Verilen Metin:
⁂

YARGITAY 1. HUKUK DAİRESİ

E. 2007/7545 K. 2007/11434 T. 27.11.2007

DAVA: Taraflar arasında birleştirilerek görülen davalarda;

Davacı, miras bırakanı A.Enver’in maliki olduğu 8 parsel sayılı taşınmazdaki 7 nolu bağımsız bölümün 1/2 payını mirastan mal kaçırmak amacıyla eski eşi davalıya satış suretiyle muvazaalı temlik ettiğini, ayrıca Datça ve Dikili’de bulunan 3 parça taşınmazın da bedellerini ödediği halde davalı üzerine tescil ettirdiğini ileri sürerek miras payı oranında tapu iptal-tescil veya tenkis isteğinde bulunmuştur.

Davalı, iddiaların yersiz olduğunu, taşınmazları kendi kazanımları ile satın aldığını, boşanma protokolünde de taşınmazların kendisine ait olduğunun kabul edildiğini bildirip, davanın reddini savunmuştur.

Mahkemece, temliki işlemlerin mirastan mal kaçırma amaçlı ve muvazaalı olduğu gerekçesiyle asıl davada tapu iptal tescil isteminin kabulüne, birleşen davada tenkis isteminin kısmen kabulüne karar verilmiştir.

Karar, taraf vekillerince süresinde duruşma istekli temyiz edilmiş olmakla, süresinde verilen ve kayıt olunduğu anlaşılan temyiz dilekçesinin kabulüne karar verildikten sonra tetkik hakimi tarafından düzenlenen rapor okundu, düşüncesi alındı. Dosya incelenerek gereği görüşülüp düşünüldü:

KARAR: Dava ve birleşen dava, muris muvazaası hukuksal nedenine dayalı tapu iptal-tescil ve tenkis isteklerine ilişkindir.

Mahkemece, 8 parsel sayılı taşınmazdaki 7 nolu bağımsız bölümün 1/2 payının miras bırakan tarafından davalıya temlikinin mirastan mal kaçırma amaçlı ve muvazaalı olduğu saptanmak suretiyle iptal ve davacının payı oranında tescile karar verilmiş olması doğrudur. Davalının bu yöne değinen temyiz itirazları yerinde değildir. Reddine.

Ancak, bağış akdine konu edilen 1672, 1767 ve 26 parsel sayılı taşınmazlar yönünden Türk Medeni Kanunu’nun 565 ve devamı maddeleri uyarınca tenkis hükümlerinin uygulanması gerekeceği de kuşkusuzdur.

Ne var ki, mahkemece tenkisle ilgili hesap ve değerlendirme yapılırken yanılgıya düşüldüğü anlaşılmaktadır.

Bilindiği üzere; tenkis ( indirim ) davası, miras bırakanın saklı payları zedeleyen ölüme bağlı veya sağlar arası kazandırmaların ( teberru ) yasal sınıra çekilmesini amaçlayan, öncesine etkili, yenilik doğurucu ( inşai ) davalardandır.

⁂

Sağlanan Veriler:
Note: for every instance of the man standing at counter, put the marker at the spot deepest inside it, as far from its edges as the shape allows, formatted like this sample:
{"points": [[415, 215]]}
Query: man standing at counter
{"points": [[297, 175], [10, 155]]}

⁂

Görev Talimatı:
Yargıtay kararına göre 1672, 1767 ve 26 parsel sayılı taşınmazlar için tenkis hükümleri hangi kanun maddeleri uyarınca uygulanmalıdır?

Cevap Aşağıda:
Türk Medeni Kanunu'nun 565 ve devamı maddeleri uyarınca uygulanmalıdır.